[Position annotation rows]
## Start
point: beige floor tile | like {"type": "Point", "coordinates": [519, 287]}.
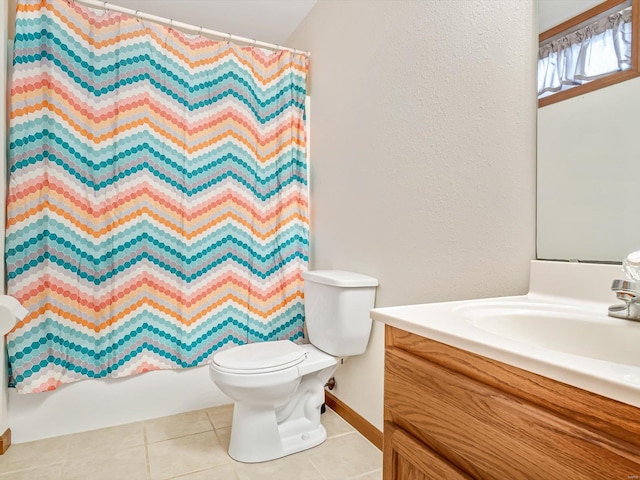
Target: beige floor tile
{"type": "Point", "coordinates": [334, 424]}
{"type": "Point", "coordinates": [50, 472]}
{"type": "Point", "coordinates": [176, 426]}
{"type": "Point", "coordinates": [130, 463]}
{"type": "Point", "coordinates": [293, 467]}
{"type": "Point", "coordinates": [224, 472]}
{"type": "Point", "coordinates": [377, 475]}
{"type": "Point", "coordinates": [224, 436]}
{"type": "Point", "coordinates": [221, 416]}
{"type": "Point", "coordinates": [34, 454]}
{"type": "Point", "coordinates": [183, 455]}
{"type": "Point", "coordinates": [345, 456]}
{"type": "Point", "coordinates": [103, 440]}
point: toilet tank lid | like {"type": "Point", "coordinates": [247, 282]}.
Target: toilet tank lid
{"type": "Point", "coordinates": [340, 278]}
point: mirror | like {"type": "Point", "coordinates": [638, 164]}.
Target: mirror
{"type": "Point", "coordinates": [588, 167]}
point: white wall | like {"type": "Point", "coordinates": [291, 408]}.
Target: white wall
{"type": "Point", "coordinates": [423, 170]}
{"type": "Point", "coordinates": [3, 181]}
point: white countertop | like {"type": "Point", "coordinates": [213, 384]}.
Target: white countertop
{"type": "Point", "coordinates": [444, 322]}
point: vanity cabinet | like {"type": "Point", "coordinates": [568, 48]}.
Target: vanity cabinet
{"type": "Point", "coordinates": [451, 414]}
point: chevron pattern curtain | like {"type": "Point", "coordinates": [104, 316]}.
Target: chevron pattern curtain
{"type": "Point", "coordinates": [158, 204]}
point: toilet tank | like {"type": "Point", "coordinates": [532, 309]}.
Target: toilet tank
{"type": "Point", "coordinates": [336, 306]}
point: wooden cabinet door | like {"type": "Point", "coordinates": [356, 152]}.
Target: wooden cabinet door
{"type": "Point", "coordinates": [406, 458]}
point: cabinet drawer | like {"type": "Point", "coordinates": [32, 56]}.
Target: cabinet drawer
{"type": "Point", "coordinates": [407, 458]}
{"type": "Point", "coordinates": [495, 435]}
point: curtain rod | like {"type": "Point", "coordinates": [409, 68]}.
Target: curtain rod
{"type": "Point", "coordinates": [186, 26]}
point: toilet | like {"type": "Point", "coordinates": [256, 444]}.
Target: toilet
{"type": "Point", "coordinates": [278, 387]}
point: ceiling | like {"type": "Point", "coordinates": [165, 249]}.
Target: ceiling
{"type": "Point", "coordinates": [270, 21]}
## End
[GIVEN INSTRUCTION] Convert all the rows above into a numbered list, skipping blank lines and leaving out the pictures.

[RESULT OF THIS TASK]
1. point: beige floor tile | like {"type": "Point", "coordinates": [519, 287]}.
2. Target: beige floor tile
3. {"type": "Point", "coordinates": [334, 424]}
4. {"type": "Point", "coordinates": [50, 472]}
5. {"type": "Point", "coordinates": [176, 426]}
6. {"type": "Point", "coordinates": [130, 463]}
7. {"type": "Point", "coordinates": [293, 467]}
8. {"type": "Point", "coordinates": [224, 472]}
9. {"type": "Point", "coordinates": [377, 475]}
10. {"type": "Point", "coordinates": [224, 436]}
11. {"type": "Point", "coordinates": [221, 416]}
12. {"type": "Point", "coordinates": [34, 454]}
13. {"type": "Point", "coordinates": [183, 455]}
14. {"type": "Point", "coordinates": [345, 456]}
15. {"type": "Point", "coordinates": [103, 440]}
16. point: toilet tank lid | like {"type": "Point", "coordinates": [247, 282]}.
17. Target: toilet tank lid
18. {"type": "Point", "coordinates": [340, 278]}
19. point: mirror | like {"type": "Point", "coordinates": [638, 164]}.
20. Target: mirror
21. {"type": "Point", "coordinates": [588, 167]}
22. point: white wall | like {"type": "Point", "coordinates": [291, 408]}.
23. Target: white wall
24. {"type": "Point", "coordinates": [423, 170]}
25. {"type": "Point", "coordinates": [3, 181]}
26. point: white countertop | like {"type": "Point", "coordinates": [213, 384]}.
27. Target: white countertop
28. {"type": "Point", "coordinates": [444, 322]}
29. point: vanity cabinet | like {"type": "Point", "coordinates": [568, 48]}.
30. Target: vanity cabinet
31. {"type": "Point", "coordinates": [451, 414]}
32. point: chevron pattern curtain | like {"type": "Point", "coordinates": [104, 316]}.
33. Target: chevron pattern curtain
34. {"type": "Point", "coordinates": [158, 204]}
35. point: toilet tank | like {"type": "Point", "coordinates": [532, 309]}.
36. Target: toilet tank
37. {"type": "Point", "coordinates": [336, 306]}
38. point: wooden cabinet door | like {"type": "Point", "coordinates": [356, 152]}.
39. Target: wooden cabinet door
40. {"type": "Point", "coordinates": [406, 458]}
41. point: cabinet drawer | like {"type": "Point", "coordinates": [32, 56]}.
42. Target: cabinet drawer
43. {"type": "Point", "coordinates": [407, 458]}
44. {"type": "Point", "coordinates": [495, 435]}
45. point: curtain rod | like {"type": "Point", "coordinates": [409, 68]}.
46. Target: curtain rod
47. {"type": "Point", "coordinates": [186, 26]}
48. point: toilet | like {"type": "Point", "coordinates": [256, 444]}.
49. Target: toilet
50. {"type": "Point", "coordinates": [278, 387]}
51. point: ceiling | like {"type": "Point", "coordinates": [165, 249]}.
52. Target: ceiling
53. {"type": "Point", "coordinates": [270, 21]}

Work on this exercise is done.